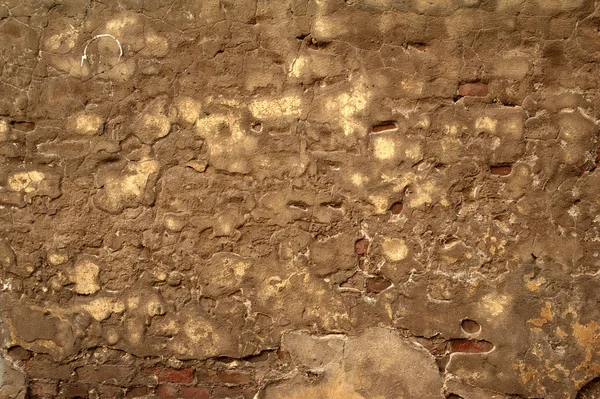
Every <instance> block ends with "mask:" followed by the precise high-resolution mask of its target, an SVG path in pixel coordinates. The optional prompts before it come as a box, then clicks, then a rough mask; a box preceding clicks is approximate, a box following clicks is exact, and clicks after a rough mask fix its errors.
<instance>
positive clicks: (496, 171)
mask: <svg viewBox="0 0 600 399" xmlns="http://www.w3.org/2000/svg"><path fill="white" fill-rule="evenodd" d="M490 172H491V173H492V174H493V175H497V176H508V175H510V172H512V166H510V165H496V166H492V167H490Z"/></svg>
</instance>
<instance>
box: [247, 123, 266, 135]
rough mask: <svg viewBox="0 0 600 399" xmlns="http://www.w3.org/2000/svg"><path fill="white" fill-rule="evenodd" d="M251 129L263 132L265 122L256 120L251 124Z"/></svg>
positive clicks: (259, 131) (256, 131)
mask: <svg viewBox="0 0 600 399" xmlns="http://www.w3.org/2000/svg"><path fill="white" fill-rule="evenodd" d="M250 130H252V131H253V132H255V133H262V130H263V124H262V123H260V122H254V123H253V124H252V125H251V126H250Z"/></svg>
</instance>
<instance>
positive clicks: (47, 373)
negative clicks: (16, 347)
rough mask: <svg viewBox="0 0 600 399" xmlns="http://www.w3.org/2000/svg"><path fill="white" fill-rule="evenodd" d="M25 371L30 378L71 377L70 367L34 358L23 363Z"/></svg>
mask: <svg viewBox="0 0 600 399" xmlns="http://www.w3.org/2000/svg"><path fill="white" fill-rule="evenodd" d="M24 369H25V373H26V374H27V375H28V376H29V377H30V378H45V379H48V380H63V381H66V380H68V379H69V378H71V372H72V370H71V367H70V366H67V365H60V364H56V363H51V362H46V361H43V360H42V361H39V360H36V359H35V358H34V359H31V360H29V361H28V362H26V363H25V365H24Z"/></svg>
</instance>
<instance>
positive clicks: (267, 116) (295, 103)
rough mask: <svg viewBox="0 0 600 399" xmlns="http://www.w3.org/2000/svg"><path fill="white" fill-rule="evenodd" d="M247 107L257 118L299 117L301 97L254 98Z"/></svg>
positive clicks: (253, 114) (261, 118)
mask: <svg viewBox="0 0 600 399" xmlns="http://www.w3.org/2000/svg"><path fill="white" fill-rule="evenodd" d="M249 108H250V112H252V115H253V116H254V117H255V118H258V119H270V118H278V117H284V116H292V117H299V116H300V115H302V98H300V97H298V96H286V97H281V98H279V99H264V100H256V101H253V102H251V103H250V105H249Z"/></svg>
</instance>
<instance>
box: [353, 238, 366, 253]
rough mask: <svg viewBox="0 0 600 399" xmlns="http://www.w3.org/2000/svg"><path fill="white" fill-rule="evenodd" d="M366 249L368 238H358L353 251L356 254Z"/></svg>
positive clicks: (365, 251)
mask: <svg viewBox="0 0 600 399" xmlns="http://www.w3.org/2000/svg"><path fill="white" fill-rule="evenodd" d="M368 249H369V240H367V239H366V238H361V239H360V240H358V241H356V242H355V243H354V252H356V253H357V254H358V255H364V254H366V253H367V250H368Z"/></svg>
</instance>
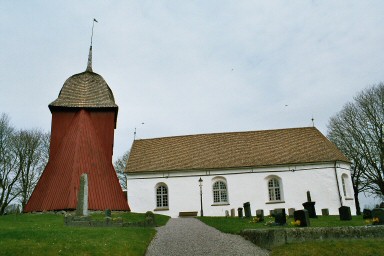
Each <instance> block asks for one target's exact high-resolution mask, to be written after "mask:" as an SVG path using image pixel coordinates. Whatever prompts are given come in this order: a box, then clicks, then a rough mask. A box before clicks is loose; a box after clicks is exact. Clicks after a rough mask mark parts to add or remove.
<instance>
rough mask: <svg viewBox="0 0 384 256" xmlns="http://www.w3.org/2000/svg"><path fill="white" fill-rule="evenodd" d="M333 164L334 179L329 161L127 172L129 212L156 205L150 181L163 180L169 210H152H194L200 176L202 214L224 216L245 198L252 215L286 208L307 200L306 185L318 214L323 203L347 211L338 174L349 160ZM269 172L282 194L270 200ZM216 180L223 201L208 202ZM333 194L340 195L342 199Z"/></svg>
mask: <svg viewBox="0 0 384 256" xmlns="http://www.w3.org/2000/svg"><path fill="white" fill-rule="evenodd" d="M292 170H294V171H292ZM336 170H337V171H336V173H337V176H338V179H339V184H338V183H337V182H336V178H335V177H336V173H335V166H334V163H329V164H317V165H301V166H289V167H288V166H286V167H271V168H259V169H238V170H235V169H233V170H215V171H188V172H187V171H184V172H168V173H155V174H128V201H129V203H130V207H131V210H132V211H133V212H146V211H156V185H157V184H166V186H167V187H168V194H169V196H168V200H169V210H165V211H156V212H157V213H160V214H165V215H169V216H171V217H177V216H178V215H179V212H184V211H198V212H199V215H200V188H199V182H198V180H199V178H200V177H201V178H202V179H203V210H204V215H205V216H224V215H225V210H229V211H230V209H232V208H234V209H236V215H237V208H238V207H243V203H245V202H250V204H251V210H252V215H255V212H256V210H257V209H263V210H264V212H265V214H267V215H268V214H269V210H273V209H276V208H285V209H286V212H287V213H288V208H295V209H303V206H302V203H304V202H306V201H307V191H310V193H311V198H312V201H314V202H316V204H315V207H316V212H317V214H318V215H321V209H323V208H328V209H329V212H330V214H333V215H336V214H338V208H339V207H340V206H341V203H342V204H343V205H346V206H350V207H351V212H352V214H355V206H354V200H353V192H352V191H353V190H352V187H351V183H348V184H345V186H346V188H348V191H347V193H349V194H347V198H351V200H346V197H345V196H344V195H343V188H342V183H341V176H342V175H343V174H344V175H348V177H349V178H350V173H349V165H348V164H345V163H338V164H337V166H336ZM272 177H275V178H278V179H279V180H280V182H281V184H280V185H281V194H282V198H281V199H282V200H281V201H279V202H274V203H271V202H270V200H269V192H268V181H269V179H270V178H272ZM143 178H144V179H143ZM217 180H223V181H225V182H226V184H227V192H228V204H225V205H214V203H213V201H214V199H213V188H212V186H213V183H214V182H215V181H217ZM338 186H339V189H338ZM339 191H340V194H339ZM339 195H341V196H342V202H340V198H339Z"/></svg>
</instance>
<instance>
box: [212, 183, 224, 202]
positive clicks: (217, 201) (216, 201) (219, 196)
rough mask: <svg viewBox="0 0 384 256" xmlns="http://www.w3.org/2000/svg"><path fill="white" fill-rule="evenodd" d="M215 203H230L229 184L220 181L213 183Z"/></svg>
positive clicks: (213, 199)
mask: <svg viewBox="0 0 384 256" xmlns="http://www.w3.org/2000/svg"><path fill="white" fill-rule="evenodd" d="M212 188H213V203H228V191H227V183H226V181H225V180H223V179H220V180H217V181H214V183H213V187H212Z"/></svg>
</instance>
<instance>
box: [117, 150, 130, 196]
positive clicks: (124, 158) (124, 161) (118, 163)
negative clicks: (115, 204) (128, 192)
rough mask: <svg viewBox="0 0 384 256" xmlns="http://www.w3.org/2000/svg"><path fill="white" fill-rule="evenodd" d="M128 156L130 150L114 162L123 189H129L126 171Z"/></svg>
mask: <svg viewBox="0 0 384 256" xmlns="http://www.w3.org/2000/svg"><path fill="white" fill-rule="evenodd" d="M128 157H129V151H127V152H125V153H124V154H123V155H122V156H121V157H119V158H118V159H117V160H116V161H115V162H114V164H113V165H114V167H115V170H116V174H117V178H119V182H120V186H121V188H122V189H123V190H126V189H127V176H126V175H125V173H124V171H125V167H126V166H127V161H128Z"/></svg>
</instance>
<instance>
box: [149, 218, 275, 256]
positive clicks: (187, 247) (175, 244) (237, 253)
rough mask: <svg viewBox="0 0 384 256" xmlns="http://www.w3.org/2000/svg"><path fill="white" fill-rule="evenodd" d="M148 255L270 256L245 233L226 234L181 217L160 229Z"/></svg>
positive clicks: (170, 221)
mask: <svg viewBox="0 0 384 256" xmlns="http://www.w3.org/2000/svg"><path fill="white" fill-rule="evenodd" d="M146 255H147V256H152V255H156V256H158V255H167V256H175V255H185V256H189V255H193V256H199V255H201V256H203V255H204V256H207V255H268V251H267V250H264V249H261V248H260V247H257V246H256V245H254V244H253V243H251V242H250V241H247V240H245V239H243V238H242V237H241V236H238V235H231V234H225V233H222V232H220V231H218V230H217V229H214V228H212V227H210V226H207V225H206V224H204V223H202V222H201V221H199V220H197V219H195V218H177V219H170V220H169V221H168V223H167V225H165V226H163V227H160V228H157V234H156V236H155V238H154V239H153V240H152V242H151V244H150V245H149V247H148V250H147V253H146Z"/></svg>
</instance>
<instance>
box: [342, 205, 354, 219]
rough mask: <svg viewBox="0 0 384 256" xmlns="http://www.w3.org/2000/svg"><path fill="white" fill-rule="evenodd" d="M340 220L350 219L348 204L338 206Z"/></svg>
mask: <svg viewBox="0 0 384 256" xmlns="http://www.w3.org/2000/svg"><path fill="white" fill-rule="evenodd" d="M339 215H340V220H352V215H351V208H350V207H348V206H341V207H340V208H339Z"/></svg>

════════════════════

What to produce - Reproduce verbatim the lines above, from the line with "129L263 132L265 122L256" through the line with "negative clicks: (16, 347)".

Written response -
rough mask: <svg viewBox="0 0 600 399" xmlns="http://www.w3.org/2000/svg"><path fill="white" fill-rule="evenodd" d="M251 129L263 132L265 122L256 120L251 124Z"/></svg>
positive clicks: (259, 131) (256, 131)
mask: <svg viewBox="0 0 600 399" xmlns="http://www.w3.org/2000/svg"><path fill="white" fill-rule="evenodd" d="M250 130H252V131H253V132H255V133H262V130H263V124H262V123H260V122H254V123H253V124H252V125H251V126H250Z"/></svg>
</instance>
<instance>
positive clicks: (47, 373)
negative clicks: (16, 347)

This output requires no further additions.